[Material to process start]
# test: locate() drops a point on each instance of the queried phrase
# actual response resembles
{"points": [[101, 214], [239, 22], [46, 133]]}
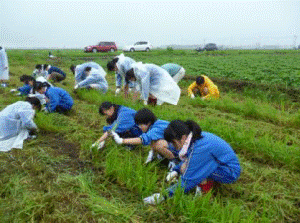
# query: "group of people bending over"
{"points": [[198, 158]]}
[Material to process end]
[Material to process start]
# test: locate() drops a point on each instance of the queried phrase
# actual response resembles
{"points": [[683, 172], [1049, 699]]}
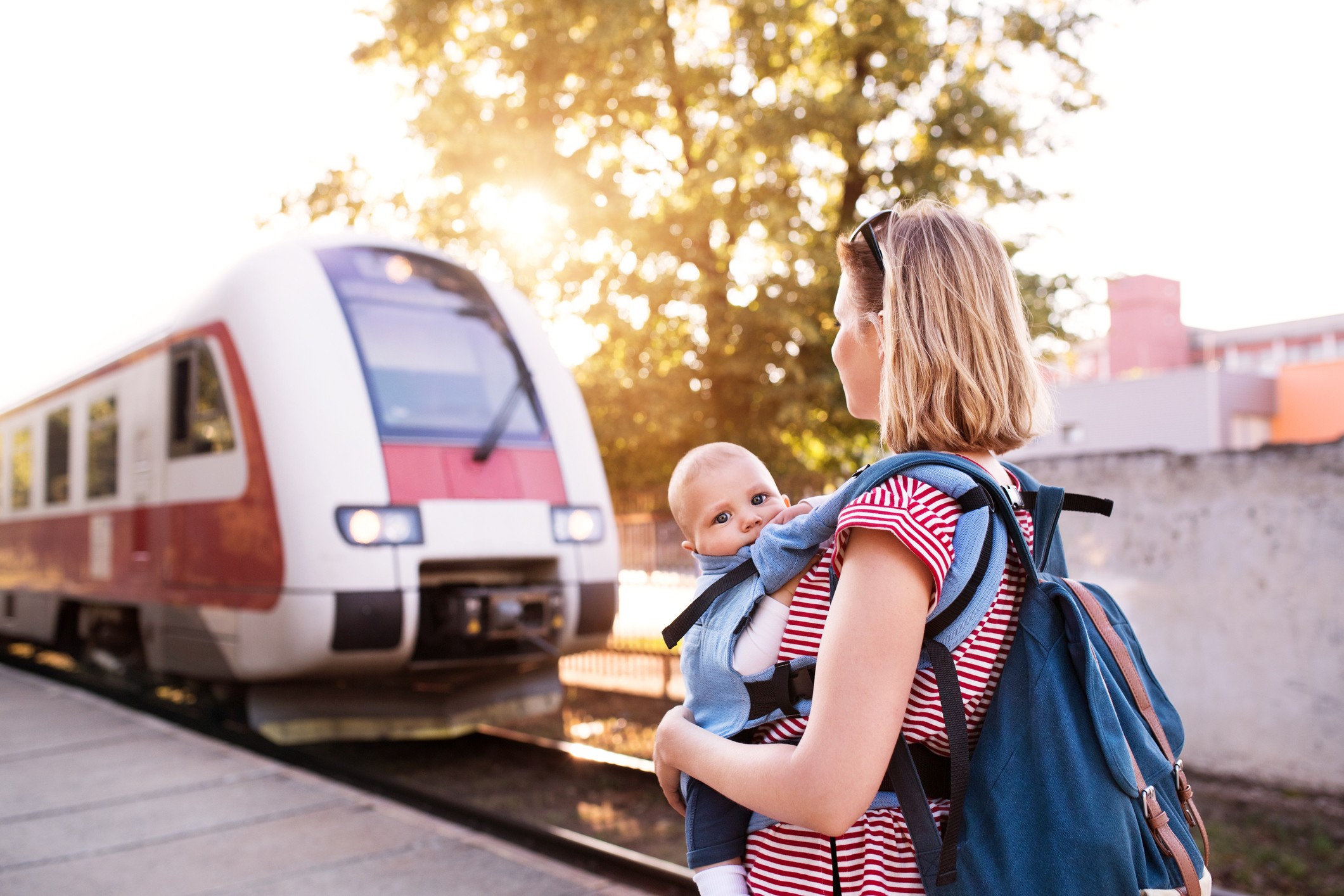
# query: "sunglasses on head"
[Material to process end]
[Material to process start]
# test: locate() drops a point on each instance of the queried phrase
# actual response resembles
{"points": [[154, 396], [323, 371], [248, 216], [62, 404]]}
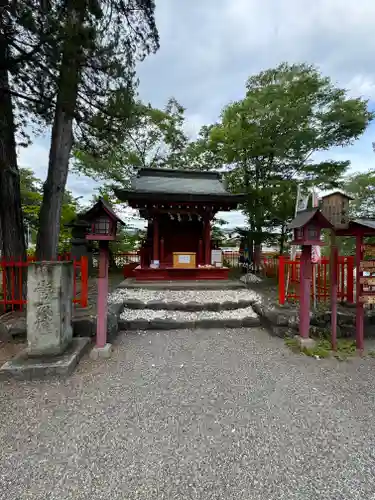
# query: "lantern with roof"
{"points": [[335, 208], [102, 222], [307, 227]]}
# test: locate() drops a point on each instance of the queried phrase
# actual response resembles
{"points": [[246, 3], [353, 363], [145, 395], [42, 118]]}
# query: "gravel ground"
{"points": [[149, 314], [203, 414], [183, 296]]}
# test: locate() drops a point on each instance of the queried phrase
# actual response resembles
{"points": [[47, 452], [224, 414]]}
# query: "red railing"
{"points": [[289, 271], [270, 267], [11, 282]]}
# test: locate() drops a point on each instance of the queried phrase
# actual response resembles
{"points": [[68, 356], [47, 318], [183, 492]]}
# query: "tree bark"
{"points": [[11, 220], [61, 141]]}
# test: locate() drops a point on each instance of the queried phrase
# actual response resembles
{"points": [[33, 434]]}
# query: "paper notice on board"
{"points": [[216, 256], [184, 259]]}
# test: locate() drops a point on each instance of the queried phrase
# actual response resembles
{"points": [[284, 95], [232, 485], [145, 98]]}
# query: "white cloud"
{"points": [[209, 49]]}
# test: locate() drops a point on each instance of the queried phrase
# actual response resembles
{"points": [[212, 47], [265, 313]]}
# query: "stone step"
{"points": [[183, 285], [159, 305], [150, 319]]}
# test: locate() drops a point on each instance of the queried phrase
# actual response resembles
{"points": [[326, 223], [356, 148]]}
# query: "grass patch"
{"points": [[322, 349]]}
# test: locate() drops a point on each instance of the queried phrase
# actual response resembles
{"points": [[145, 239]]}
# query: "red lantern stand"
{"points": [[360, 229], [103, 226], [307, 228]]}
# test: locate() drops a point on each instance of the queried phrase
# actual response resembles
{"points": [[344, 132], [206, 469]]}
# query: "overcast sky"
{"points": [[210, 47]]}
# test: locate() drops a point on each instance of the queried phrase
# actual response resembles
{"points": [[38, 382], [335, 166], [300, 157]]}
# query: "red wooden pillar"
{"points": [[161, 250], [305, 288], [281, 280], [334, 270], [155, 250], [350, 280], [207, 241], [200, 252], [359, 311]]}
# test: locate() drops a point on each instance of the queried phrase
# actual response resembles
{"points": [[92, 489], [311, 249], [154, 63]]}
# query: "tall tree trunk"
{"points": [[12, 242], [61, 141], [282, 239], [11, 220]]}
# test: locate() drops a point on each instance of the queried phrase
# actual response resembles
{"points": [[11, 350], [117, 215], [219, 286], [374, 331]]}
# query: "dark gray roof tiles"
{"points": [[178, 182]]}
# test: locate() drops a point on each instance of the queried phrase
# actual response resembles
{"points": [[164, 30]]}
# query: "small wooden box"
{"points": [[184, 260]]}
[Material to process end]
__Aim__: Which lines in the entries above contain the string "roof"? Gather and copy each of them.

__Correct result__:
# query: "lantern with roof"
# query: "dark gray roof tiles"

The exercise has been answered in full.